- [Testo dell'esercizio]

• • • •

Ne ho parlato con Francesca Anelli, che si occupa di autodeterminazione, femminismo e digitale e che per Anche questo è femminismo ha scritto il capitolo dedicato al classismo.

Intervista a Francesca Anelli

Quando hai capito che tu e il femminismo eravate fattə l’uno per l’altrə?

Forse lo ha capito mia madre prima di tuttə, quando alle elementari mi ha regalato un libro della collana “le ragazzine” che parlava proprio di femminismo. Aveva capito come direzionare tutte quelle domande da guastafeste che già avevo iniziato a fare (eheh).

Anche io mi definisco transfemminista. Ma come lo spieghi/descrivi a chi ne è digiunə?

A chi conosce già qualcosa della storia del femminismo posso dire che è un movimento, guidato da femministə trans+, che cerca di superare il femminismo della differenza mettendo al centro l’autodeterminazione (anche di genere) delle persone. Paroloni difficili a parte, il punto principale è mettere in discussione i ruoli di genere senza però creare standard di femminilità o maschilità, anzi andando oltre questa stessa rigida dicotomia e dare centralità alle esperienze e ai saperi delle persone trans+.

• • • •

- [Cosa fare] Ricopia parola per parola il passo dell'intervista che comincia con "Intervista a Francesca" e prosegue fino a "ne è digiunə?" compreso. Le righe riportate più avanti non servono.

Dati raccolti
• • • •

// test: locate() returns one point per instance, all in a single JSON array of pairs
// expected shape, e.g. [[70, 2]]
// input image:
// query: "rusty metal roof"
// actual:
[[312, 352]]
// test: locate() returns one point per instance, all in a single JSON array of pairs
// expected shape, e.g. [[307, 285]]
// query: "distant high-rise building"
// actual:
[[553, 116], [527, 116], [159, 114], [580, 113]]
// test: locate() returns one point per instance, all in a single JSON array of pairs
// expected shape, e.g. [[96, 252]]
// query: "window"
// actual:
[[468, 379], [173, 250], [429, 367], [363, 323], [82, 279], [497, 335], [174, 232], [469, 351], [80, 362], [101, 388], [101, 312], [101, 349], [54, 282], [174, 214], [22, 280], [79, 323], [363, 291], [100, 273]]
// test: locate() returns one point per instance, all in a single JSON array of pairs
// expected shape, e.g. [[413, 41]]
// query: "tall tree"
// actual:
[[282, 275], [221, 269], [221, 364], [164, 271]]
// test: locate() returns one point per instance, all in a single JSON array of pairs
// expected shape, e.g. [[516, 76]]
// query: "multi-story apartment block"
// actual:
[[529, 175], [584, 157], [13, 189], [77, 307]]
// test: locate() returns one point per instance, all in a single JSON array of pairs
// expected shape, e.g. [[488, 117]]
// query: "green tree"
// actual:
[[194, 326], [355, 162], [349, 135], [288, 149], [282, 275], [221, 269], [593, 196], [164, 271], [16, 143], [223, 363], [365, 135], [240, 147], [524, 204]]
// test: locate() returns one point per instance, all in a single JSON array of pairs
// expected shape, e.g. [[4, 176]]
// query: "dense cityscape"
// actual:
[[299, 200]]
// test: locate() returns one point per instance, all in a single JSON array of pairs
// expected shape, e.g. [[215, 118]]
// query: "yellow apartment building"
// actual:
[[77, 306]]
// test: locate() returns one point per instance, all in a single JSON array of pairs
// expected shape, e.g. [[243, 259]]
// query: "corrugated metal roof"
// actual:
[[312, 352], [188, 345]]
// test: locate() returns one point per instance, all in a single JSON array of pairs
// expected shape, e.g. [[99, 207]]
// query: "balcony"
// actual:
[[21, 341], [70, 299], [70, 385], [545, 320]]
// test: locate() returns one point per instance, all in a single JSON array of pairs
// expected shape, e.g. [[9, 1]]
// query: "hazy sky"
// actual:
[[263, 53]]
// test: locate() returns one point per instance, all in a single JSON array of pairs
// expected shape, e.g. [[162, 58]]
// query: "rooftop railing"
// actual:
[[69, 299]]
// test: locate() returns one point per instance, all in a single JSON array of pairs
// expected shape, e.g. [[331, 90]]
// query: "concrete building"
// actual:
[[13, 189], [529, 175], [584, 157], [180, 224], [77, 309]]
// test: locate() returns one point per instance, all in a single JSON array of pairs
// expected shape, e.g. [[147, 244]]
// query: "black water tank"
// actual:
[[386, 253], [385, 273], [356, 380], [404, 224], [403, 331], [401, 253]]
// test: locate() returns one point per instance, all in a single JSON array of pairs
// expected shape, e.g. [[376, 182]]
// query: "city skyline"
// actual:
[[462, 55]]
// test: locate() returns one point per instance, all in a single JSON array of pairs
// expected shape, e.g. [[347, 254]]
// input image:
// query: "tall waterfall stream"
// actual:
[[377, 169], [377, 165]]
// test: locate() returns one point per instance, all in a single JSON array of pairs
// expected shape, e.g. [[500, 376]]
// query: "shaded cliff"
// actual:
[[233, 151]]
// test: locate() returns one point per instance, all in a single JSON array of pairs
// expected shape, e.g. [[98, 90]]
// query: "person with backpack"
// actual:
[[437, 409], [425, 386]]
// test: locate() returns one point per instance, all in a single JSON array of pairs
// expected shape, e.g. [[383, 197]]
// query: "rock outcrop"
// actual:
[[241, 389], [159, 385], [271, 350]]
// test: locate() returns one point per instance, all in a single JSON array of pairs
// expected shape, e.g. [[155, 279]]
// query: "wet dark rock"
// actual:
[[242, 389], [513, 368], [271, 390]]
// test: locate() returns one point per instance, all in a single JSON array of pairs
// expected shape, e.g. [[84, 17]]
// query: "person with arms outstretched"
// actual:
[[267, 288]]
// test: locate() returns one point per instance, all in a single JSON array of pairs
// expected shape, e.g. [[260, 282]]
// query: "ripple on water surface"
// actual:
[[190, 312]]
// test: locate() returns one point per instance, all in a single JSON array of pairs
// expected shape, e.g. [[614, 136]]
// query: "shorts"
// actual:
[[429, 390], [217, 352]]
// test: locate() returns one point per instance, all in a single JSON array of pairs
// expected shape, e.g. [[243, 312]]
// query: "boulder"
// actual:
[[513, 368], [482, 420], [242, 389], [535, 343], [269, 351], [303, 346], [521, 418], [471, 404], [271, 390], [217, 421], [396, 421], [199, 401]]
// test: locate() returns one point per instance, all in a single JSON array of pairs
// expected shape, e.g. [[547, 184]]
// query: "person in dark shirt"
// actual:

• • • •

- [Risposta]
Intervista a Francesca Anelli

Quando hai capito che tu e il femminismo eravate fattə l’uno per l’altrə?

Forse lo ha capito mia madre prima di tuttə, quando alle elementari mi ha regalato un libro della collana “le ragazzine” che parlava proprio di femminismo. Aveva capito come direzionare tutte quelle domande da guastafeste che già avevo iniziato a fare (eheh).

Anche io mi definisco transfemminista. Ma come lo spieghi/descrivi a chi ne è digiunə?